→ **What to do**:
Without the pictures, write out every entry that follows exactly.

=== Extracted data ===

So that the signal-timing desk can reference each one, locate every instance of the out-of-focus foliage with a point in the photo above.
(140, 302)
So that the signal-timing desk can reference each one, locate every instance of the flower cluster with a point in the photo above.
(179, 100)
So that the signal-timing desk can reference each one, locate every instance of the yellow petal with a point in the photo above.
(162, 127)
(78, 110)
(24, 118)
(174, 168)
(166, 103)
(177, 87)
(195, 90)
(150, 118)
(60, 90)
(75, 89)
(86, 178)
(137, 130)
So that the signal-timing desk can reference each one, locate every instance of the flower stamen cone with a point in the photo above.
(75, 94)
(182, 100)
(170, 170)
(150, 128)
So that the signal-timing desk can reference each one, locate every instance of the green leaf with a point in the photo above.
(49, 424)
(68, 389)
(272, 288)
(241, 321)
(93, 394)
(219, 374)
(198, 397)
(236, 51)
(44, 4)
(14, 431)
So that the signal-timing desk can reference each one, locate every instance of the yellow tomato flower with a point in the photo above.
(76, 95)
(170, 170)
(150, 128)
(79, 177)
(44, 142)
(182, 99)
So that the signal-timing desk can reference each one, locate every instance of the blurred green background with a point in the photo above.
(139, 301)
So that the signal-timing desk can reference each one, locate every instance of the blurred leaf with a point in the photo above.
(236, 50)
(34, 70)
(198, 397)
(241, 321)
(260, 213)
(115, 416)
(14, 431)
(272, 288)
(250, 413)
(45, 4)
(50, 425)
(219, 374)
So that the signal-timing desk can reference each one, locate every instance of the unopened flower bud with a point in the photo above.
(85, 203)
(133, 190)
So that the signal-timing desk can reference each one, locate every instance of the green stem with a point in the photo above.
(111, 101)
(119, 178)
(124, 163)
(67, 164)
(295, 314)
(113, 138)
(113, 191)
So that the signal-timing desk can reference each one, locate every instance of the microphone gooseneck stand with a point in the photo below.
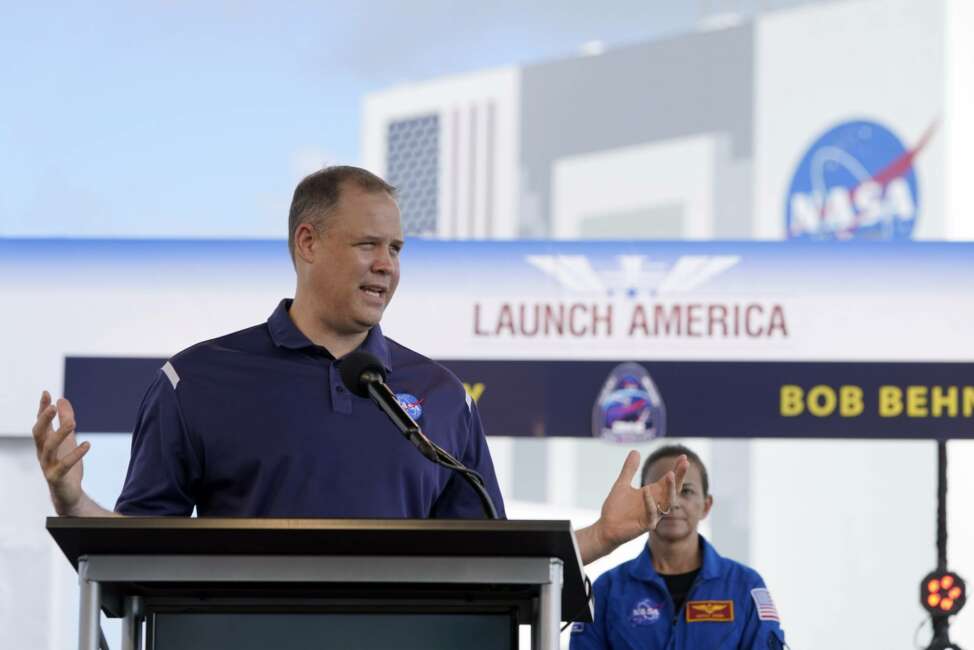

===

→ **Written solution**:
So that the signal-timing desk can reference each one, locate every instance of the out-of-focus foliage with a point in the photo above.
(140, 302)
So that the signal-timing desk can reference each one, locate every instance of the flower cluster with a point in the photo above.
(179, 100)
So that the signal-timing desk can reference each one, locate every instance of the yellow petal with a point in the photo above.
(162, 127)
(78, 110)
(24, 118)
(174, 168)
(166, 103)
(177, 87)
(195, 90)
(150, 118)
(60, 90)
(75, 89)
(86, 178)
(137, 130)
So that the signal-timing desk can reference each one, locate every instance of the flower stamen cone with a point in the photo above.
(75, 94)
(182, 100)
(170, 170)
(150, 128)
So that the signal-timing desk can reference each one, locate every instance of the green leaf with a point in the photo above.
(49, 424)
(68, 389)
(272, 288)
(241, 321)
(93, 394)
(219, 374)
(198, 397)
(236, 51)
(44, 4)
(14, 431)
So that the signal-timing desk can reference each one, locate every instance of the yellow tomato flower with a point in the photo above.
(76, 95)
(170, 170)
(150, 128)
(79, 177)
(44, 142)
(182, 99)
So that the signal-timing desk can reference each one, locate every instance of the blurred green background with a point in the photo above.
(139, 301)
So that the signal-timing desk can reference each one, locate every instance of the blurred leaf with a point in the photo above.
(236, 50)
(34, 70)
(198, 397)
(241, 321)
(260, 213)
(115, 416)
(14, 431)
(272, 288)
(250, 413)
(45, 4)
(50, 425)
(219, 374)
So that the signal-timing desk can reference each one, locate every instance of the unopened flower bud with a point in the photo above.
(85, 203)
(133, 190)
So that the signal-timing desk can reference each one, locate every instance of the green stem with a point in the photo above.
(111, 101)
(119, 178)
(124, 163)
(67, 164)
(295, 314)
(113, 138)
(113, 191)
So that the signal-timing desk can reference each one, locate every instance of the microphone gooseneck stand with a point in the photo below.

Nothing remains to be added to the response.